_Source extract:_
This is the transcript of Tim Laurence’s address at the inaugural conference of the Association of Christian Postgraduate Groups within IFES Europe’s Postgraduate Initiative, ‘Good News for the University’, delivered from Cambridge by Zoom on Saturday 22 May 2021.
II. Practical Outworkings
This is a wonderful, exciting moment for us and we're going to think through some outworkings, or some examples, showing that building an intellectual foundation - and our Association - around the gospel gives us a better story or a better answer to some of the challenges that we see in our secular academic context. So we’re going to look at three particular contemporary challenges as foils for three ways in which the Christian account gives us something to celebrate and which we can embody in our postgraduate groups.
Outworking 1: Our Common Purpose, or Mission
Our first consideration is our purpose as Christians within the university, and how this might contrast with a less clear sense of purpose that offered by secularism.
What is the purpose of the university? This is a question causing a lot of confusion and discussion in some circles at the moment so let's back up a bit and begin by thinking about a simpler question.
The joy of research
What do you love about research? To think about this, take a pause. Forget the Augustinian superstructure we've just been discussing. Just think about the fact that you’re a PhD student or postdoc, and that you love research. Just think about your Monday morning, with your desk next to the window, the computer purring nicely, maybe your Spotify account is about to kick into action and you've got a whole week ahead of you with no meetings, no interruptions. Maybe you've got your email ‘out-of-office’ on, and you're just going to do some serious research and you're loving it.

_Actions to take:_
1) In the address transcript, on what date was the address delivered?
2) Reproduce word for word the passage of the address transcript that begins with the words "II. Practical Outworkings" and ends with "offered by secularism.".

_Data section:_
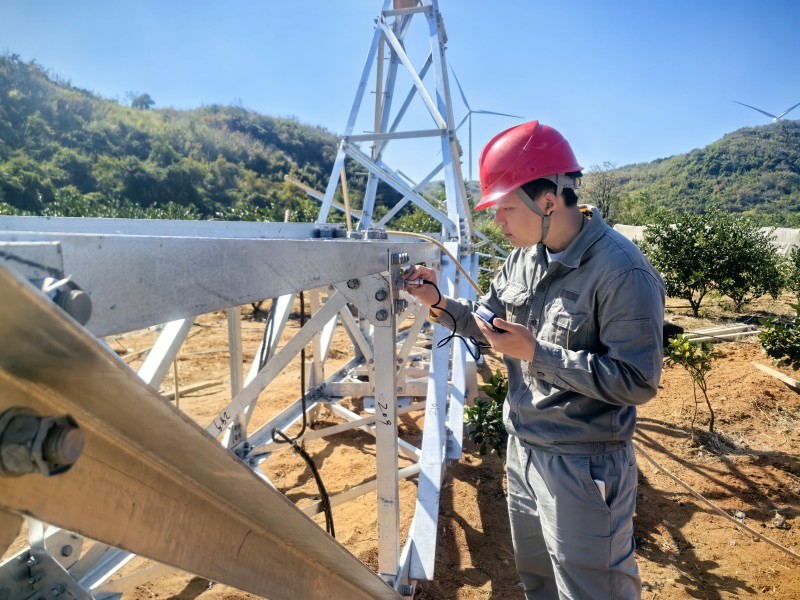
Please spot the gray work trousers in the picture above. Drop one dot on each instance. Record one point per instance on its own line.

_Answers:_
1) Saturday 22 May 2021

2)
II. Practical Outworkings
This is a wonderful, exciting moment for us and we're going to think through some outworkings, or some examples, showing that building an intellectual foundation - and our Association - around the gospel gives us a better story or a better answer to some of the challenges that we see in our secular academic context. So we’re going to look at three particular contemporary challenges as foils for three ways in which the Christian account gives us something to celebrate and which we can embody in our postgraduate groups.
Outworking 1: Our Common Purpose, or Mission
Our first consideration is our purpose as Christians within the university, and how this might contrast with a less clear sense of purpose that offered by secularism.